## REQUIRED WORK
Rewrite the part of the entries that opens at their start and closes with the line containing "x=710, y=207", replacing "jungle" with "rainforest" and leaving everything else unchanged. Omit the pictures from your answer.

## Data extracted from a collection
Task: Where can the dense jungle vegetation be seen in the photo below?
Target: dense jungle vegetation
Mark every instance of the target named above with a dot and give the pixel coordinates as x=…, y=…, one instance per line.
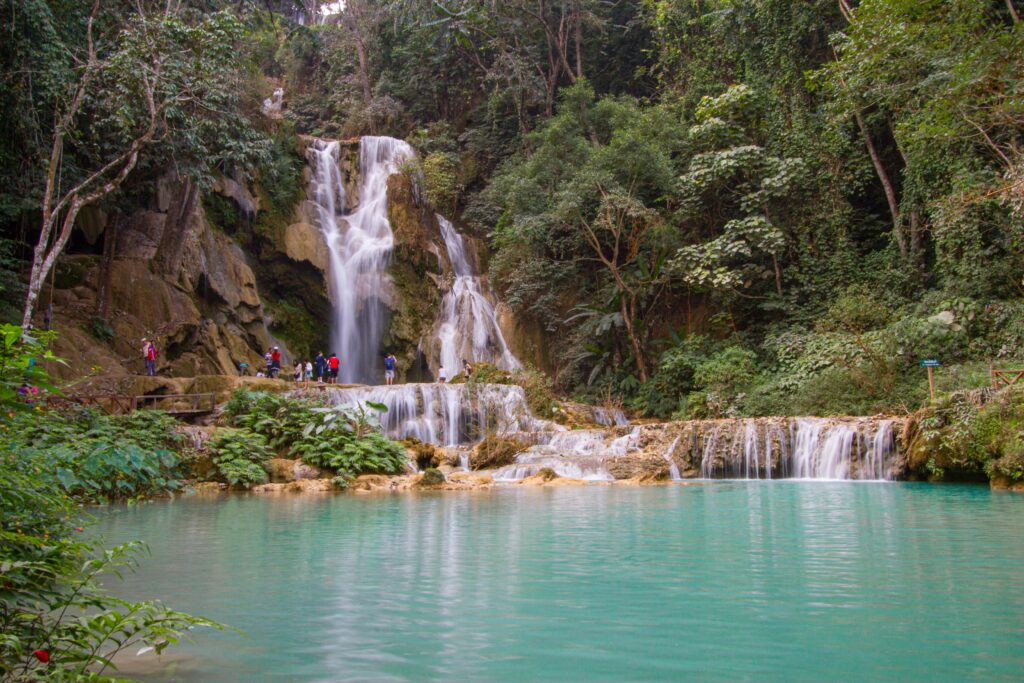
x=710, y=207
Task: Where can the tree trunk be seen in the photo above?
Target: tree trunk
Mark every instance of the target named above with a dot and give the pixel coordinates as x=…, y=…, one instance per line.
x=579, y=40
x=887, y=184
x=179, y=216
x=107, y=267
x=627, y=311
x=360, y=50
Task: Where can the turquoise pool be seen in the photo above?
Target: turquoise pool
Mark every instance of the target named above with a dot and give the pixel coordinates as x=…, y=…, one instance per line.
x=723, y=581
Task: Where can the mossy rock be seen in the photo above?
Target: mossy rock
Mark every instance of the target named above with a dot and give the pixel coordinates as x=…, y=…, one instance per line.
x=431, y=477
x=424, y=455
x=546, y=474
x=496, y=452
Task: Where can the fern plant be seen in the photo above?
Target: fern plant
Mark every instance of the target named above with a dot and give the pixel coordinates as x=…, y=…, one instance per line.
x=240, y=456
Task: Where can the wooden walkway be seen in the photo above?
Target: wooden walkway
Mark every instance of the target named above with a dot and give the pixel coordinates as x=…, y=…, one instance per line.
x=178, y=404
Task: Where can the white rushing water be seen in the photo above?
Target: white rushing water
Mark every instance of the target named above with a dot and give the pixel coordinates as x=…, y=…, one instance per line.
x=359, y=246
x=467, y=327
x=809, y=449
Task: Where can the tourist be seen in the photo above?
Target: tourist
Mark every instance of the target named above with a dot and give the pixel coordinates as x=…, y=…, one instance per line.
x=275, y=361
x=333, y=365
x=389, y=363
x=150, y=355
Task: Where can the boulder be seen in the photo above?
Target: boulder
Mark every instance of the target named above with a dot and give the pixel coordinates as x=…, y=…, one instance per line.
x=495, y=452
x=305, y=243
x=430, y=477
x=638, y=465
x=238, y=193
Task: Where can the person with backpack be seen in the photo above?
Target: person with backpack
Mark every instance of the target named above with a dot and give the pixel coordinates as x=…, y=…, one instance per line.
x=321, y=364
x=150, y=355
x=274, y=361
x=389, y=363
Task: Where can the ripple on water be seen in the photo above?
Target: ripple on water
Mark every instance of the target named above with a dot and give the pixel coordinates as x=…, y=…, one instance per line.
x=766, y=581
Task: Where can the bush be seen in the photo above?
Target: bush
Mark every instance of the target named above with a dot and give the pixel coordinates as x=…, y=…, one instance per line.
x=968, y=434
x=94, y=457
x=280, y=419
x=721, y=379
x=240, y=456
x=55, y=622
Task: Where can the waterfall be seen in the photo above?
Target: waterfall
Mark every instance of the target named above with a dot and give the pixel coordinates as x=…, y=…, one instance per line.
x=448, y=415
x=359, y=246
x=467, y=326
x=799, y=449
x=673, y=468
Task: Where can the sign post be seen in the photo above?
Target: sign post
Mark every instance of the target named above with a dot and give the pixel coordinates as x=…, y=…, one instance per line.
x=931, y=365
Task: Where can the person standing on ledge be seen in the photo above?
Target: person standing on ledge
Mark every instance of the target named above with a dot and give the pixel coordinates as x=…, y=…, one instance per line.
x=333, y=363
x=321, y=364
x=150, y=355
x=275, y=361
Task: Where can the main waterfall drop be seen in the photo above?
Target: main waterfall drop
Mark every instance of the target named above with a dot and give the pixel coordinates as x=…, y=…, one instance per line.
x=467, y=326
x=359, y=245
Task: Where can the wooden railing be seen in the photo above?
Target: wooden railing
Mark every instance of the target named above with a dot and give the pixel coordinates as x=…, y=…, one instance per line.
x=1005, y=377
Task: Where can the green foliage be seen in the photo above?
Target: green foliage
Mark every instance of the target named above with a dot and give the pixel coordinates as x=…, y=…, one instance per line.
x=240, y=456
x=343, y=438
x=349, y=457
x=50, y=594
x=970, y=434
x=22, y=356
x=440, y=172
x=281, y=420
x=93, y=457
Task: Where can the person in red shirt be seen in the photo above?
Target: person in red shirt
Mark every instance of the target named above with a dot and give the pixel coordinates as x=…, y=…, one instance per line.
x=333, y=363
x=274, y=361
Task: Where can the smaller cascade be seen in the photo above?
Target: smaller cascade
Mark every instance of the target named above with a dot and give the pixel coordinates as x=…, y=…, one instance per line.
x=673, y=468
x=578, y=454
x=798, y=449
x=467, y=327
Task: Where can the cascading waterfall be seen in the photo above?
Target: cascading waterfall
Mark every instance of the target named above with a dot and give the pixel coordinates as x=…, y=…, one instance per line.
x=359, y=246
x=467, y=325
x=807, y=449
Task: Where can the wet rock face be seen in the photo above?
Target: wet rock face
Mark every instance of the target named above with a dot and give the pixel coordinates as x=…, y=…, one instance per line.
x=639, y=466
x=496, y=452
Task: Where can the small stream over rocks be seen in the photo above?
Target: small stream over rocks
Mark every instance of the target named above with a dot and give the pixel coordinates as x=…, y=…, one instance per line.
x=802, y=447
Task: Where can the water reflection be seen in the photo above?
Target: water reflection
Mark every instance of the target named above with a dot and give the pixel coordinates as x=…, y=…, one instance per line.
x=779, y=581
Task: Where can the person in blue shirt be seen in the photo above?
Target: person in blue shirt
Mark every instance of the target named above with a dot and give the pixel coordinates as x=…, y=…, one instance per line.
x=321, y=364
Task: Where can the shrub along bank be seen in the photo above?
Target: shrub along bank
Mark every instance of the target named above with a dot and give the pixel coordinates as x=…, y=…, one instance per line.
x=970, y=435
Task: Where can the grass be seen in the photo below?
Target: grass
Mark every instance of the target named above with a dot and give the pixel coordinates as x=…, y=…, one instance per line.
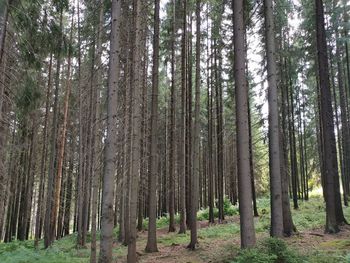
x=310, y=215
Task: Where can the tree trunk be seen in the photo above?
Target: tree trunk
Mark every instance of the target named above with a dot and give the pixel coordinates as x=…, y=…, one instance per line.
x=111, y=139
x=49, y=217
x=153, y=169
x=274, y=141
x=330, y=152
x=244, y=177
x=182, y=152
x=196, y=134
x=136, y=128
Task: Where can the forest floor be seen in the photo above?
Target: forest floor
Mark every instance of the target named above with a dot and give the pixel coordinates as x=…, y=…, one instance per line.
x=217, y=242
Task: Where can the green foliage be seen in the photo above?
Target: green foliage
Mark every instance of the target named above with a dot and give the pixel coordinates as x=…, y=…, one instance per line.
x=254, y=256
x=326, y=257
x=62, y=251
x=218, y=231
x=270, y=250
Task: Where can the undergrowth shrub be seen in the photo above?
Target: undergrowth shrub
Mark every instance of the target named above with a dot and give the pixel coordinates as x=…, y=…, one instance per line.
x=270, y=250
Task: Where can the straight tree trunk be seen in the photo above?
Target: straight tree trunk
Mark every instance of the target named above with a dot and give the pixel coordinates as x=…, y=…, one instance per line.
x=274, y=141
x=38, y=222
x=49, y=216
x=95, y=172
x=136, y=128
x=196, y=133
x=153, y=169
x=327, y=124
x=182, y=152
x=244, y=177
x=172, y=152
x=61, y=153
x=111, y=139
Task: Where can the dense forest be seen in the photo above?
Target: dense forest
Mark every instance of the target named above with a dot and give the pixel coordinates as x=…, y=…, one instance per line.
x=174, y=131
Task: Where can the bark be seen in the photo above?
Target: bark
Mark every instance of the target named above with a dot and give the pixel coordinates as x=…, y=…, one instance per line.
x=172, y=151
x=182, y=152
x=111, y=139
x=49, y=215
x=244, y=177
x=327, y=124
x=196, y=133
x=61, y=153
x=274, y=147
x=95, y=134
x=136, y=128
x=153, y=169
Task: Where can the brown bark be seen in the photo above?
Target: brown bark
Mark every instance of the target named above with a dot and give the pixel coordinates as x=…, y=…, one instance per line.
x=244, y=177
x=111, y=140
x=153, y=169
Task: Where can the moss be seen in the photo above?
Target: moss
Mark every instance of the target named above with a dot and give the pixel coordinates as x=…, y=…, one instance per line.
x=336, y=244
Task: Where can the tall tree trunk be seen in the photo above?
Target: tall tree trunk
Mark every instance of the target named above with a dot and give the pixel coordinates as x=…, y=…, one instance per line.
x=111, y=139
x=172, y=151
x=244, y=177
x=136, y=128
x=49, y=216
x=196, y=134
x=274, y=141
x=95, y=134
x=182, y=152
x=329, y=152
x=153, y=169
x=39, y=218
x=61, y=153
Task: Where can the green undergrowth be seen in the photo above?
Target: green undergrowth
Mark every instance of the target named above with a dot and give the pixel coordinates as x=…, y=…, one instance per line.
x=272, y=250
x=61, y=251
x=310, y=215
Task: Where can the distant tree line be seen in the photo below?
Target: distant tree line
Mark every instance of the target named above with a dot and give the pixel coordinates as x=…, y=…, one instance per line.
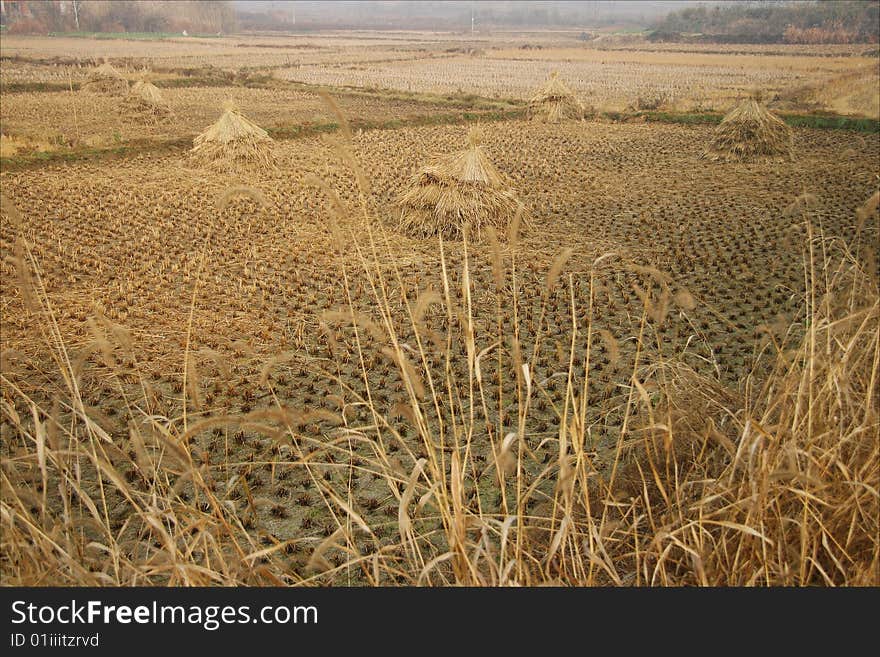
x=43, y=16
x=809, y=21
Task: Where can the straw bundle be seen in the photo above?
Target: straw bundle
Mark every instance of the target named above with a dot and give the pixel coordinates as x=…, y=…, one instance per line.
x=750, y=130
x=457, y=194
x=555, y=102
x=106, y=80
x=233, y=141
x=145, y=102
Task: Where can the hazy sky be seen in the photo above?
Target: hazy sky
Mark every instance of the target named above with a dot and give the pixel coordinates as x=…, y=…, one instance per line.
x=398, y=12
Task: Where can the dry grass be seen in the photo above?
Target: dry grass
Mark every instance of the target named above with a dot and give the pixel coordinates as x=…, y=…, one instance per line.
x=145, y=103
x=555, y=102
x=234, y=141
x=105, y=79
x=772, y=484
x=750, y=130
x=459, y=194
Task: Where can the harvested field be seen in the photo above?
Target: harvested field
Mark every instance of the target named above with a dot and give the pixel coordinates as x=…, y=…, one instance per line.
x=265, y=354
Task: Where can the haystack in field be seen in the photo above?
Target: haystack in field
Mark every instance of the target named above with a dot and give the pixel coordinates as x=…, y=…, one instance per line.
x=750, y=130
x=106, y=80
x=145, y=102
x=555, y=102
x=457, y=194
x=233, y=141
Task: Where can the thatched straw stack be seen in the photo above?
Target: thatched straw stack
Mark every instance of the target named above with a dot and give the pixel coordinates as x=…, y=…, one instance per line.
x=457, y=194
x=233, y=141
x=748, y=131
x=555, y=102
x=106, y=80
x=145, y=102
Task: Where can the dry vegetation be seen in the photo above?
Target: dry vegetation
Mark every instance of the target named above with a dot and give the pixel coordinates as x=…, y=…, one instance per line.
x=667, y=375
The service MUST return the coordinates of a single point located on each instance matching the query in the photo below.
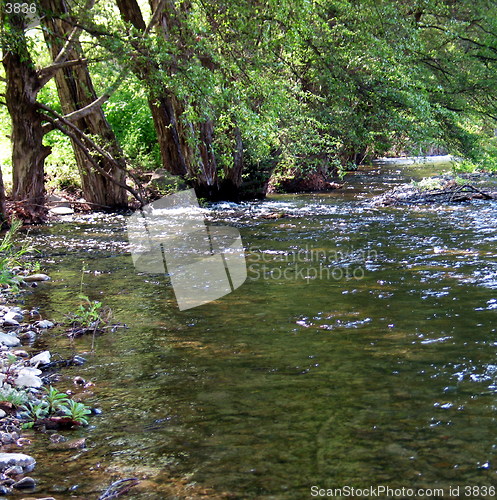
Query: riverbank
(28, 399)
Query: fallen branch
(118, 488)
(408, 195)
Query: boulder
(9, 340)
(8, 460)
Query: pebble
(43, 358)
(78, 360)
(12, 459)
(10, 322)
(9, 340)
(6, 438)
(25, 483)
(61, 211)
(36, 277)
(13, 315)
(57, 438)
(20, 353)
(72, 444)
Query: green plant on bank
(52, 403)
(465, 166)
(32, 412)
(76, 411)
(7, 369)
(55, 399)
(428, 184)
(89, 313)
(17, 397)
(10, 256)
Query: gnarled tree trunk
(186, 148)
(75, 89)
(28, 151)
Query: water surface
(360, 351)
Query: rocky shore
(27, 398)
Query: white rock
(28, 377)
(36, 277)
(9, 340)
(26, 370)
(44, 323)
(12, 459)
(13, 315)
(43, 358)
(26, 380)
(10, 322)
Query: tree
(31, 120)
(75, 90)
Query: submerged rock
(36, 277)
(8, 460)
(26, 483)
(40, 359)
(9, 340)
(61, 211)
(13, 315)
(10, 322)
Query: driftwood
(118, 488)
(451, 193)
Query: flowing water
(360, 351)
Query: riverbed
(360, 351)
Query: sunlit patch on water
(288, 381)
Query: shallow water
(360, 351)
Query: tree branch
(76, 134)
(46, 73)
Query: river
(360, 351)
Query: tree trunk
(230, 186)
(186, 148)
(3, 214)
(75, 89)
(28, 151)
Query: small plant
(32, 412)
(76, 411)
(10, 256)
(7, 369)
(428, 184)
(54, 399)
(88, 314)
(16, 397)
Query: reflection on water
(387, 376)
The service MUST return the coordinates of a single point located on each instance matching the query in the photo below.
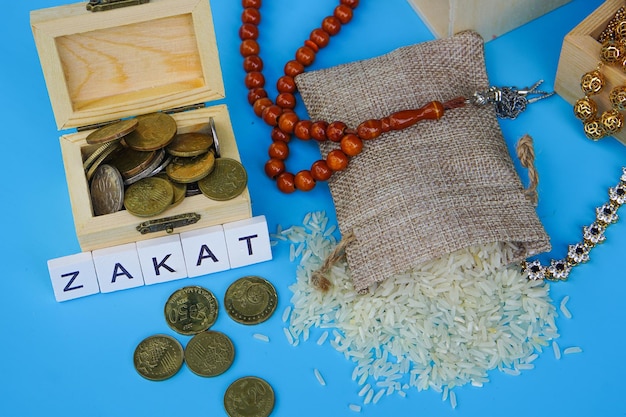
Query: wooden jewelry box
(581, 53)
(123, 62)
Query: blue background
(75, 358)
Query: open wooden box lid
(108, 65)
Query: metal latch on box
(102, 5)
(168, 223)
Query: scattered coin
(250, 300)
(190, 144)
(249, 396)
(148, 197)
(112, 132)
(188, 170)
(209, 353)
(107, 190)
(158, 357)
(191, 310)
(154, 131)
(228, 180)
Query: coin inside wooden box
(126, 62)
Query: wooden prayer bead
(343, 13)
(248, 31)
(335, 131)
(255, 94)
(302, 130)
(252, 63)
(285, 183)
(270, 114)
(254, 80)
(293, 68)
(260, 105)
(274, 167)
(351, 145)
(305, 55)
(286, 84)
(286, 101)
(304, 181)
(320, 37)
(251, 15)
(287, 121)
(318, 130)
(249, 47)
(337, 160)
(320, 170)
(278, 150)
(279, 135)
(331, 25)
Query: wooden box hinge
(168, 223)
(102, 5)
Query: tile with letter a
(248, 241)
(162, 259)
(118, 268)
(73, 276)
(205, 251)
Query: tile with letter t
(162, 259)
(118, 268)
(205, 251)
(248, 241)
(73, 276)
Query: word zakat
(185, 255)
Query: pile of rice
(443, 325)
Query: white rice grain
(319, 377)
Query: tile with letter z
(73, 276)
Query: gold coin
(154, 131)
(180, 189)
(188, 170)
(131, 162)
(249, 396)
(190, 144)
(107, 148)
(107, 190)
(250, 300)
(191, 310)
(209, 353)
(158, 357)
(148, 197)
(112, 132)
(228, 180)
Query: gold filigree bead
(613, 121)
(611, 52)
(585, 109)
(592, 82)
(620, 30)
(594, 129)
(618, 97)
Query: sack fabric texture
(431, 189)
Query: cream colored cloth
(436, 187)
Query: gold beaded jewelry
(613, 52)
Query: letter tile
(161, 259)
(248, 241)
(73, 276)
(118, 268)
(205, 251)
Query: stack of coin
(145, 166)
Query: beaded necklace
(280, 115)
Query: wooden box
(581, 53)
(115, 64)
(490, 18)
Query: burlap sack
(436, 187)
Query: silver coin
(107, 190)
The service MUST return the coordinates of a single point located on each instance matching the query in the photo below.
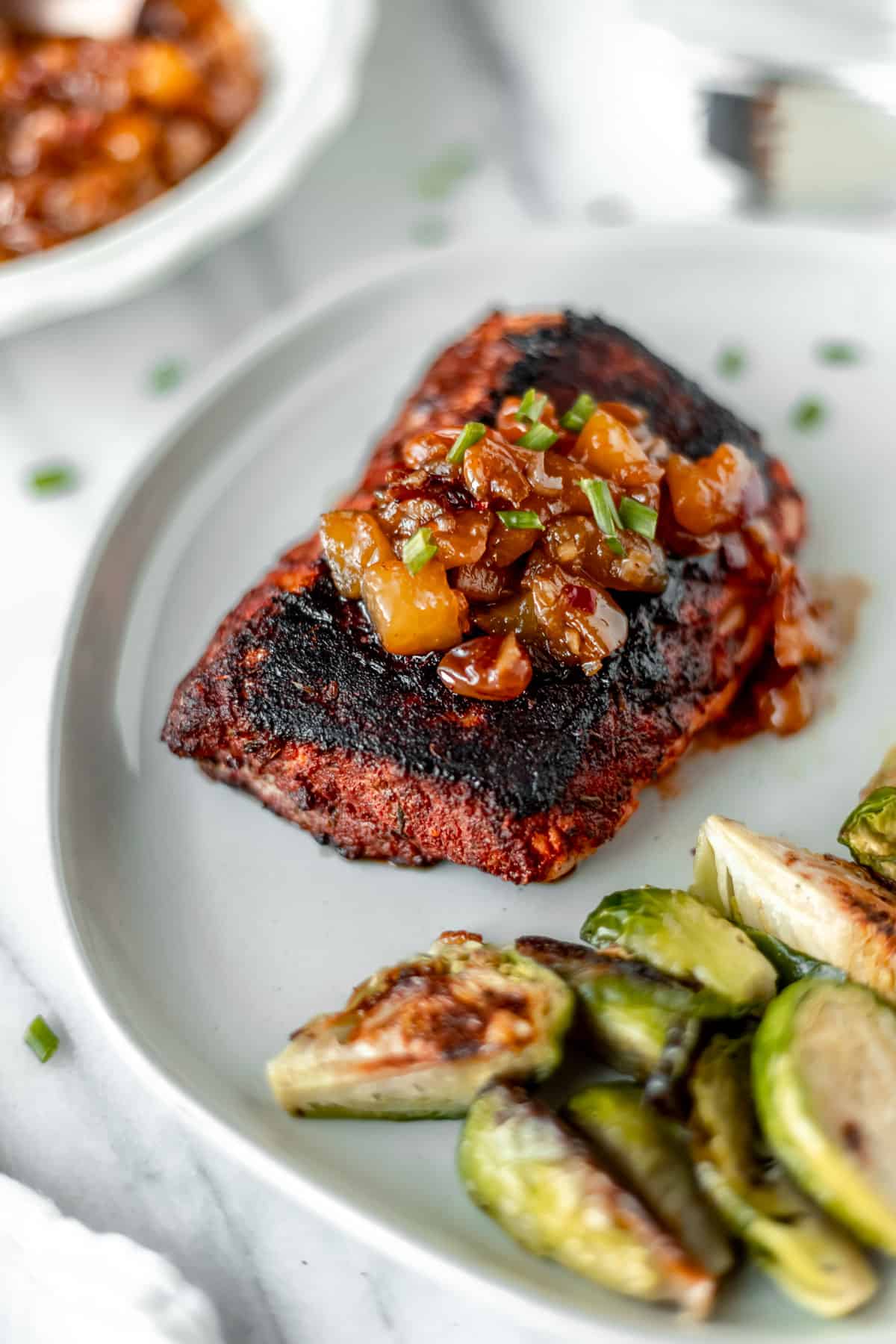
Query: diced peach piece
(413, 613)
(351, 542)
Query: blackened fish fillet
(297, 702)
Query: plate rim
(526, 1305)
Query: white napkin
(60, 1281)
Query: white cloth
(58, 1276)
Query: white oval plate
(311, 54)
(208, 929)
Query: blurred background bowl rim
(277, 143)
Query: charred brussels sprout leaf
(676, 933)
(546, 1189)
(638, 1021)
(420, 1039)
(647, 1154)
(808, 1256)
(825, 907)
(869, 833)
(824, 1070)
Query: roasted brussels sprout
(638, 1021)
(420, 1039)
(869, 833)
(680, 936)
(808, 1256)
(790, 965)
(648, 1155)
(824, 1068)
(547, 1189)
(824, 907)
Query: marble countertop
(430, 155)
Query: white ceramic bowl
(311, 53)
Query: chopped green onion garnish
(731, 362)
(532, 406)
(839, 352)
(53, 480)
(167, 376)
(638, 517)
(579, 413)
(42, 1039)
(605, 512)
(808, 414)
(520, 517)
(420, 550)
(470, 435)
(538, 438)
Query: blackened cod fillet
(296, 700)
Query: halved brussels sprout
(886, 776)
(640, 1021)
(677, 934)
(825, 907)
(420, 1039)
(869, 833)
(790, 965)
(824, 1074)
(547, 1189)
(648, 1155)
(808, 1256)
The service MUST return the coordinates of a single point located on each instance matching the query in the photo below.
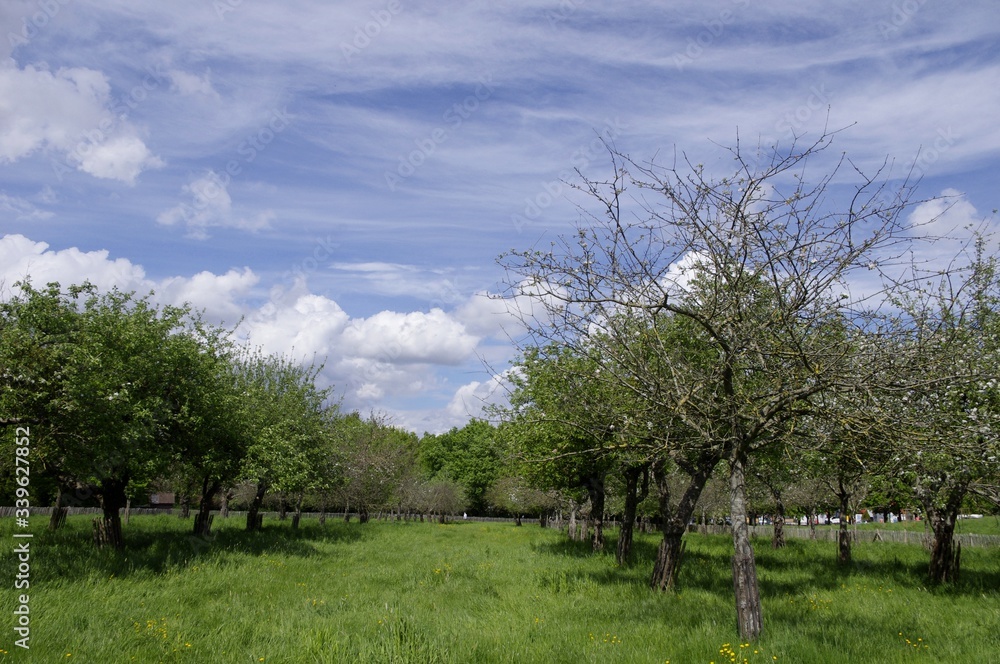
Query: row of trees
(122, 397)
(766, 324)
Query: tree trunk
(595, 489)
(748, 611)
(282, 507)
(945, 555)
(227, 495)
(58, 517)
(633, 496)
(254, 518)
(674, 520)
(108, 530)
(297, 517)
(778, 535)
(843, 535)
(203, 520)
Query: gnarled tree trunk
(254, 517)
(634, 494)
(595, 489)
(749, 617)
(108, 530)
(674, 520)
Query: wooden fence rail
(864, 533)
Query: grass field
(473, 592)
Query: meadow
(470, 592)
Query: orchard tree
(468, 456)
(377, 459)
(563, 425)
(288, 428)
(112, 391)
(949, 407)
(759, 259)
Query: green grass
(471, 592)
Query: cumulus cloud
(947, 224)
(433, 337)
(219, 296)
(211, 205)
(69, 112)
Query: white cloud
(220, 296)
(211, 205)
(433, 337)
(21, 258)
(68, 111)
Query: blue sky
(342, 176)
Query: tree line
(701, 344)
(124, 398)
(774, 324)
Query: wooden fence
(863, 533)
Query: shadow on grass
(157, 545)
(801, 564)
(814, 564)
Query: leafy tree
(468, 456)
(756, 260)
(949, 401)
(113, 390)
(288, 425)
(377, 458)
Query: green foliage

## FULL OUTPUT
Task: Where can the dense rainforest vegetation be seen in the photo below?
Target: dense rainforest vegetation
Mark every instance of the target named above with a dot and give the pixel coordinates as x=…, y=…, one instance per line.
x=710, y=207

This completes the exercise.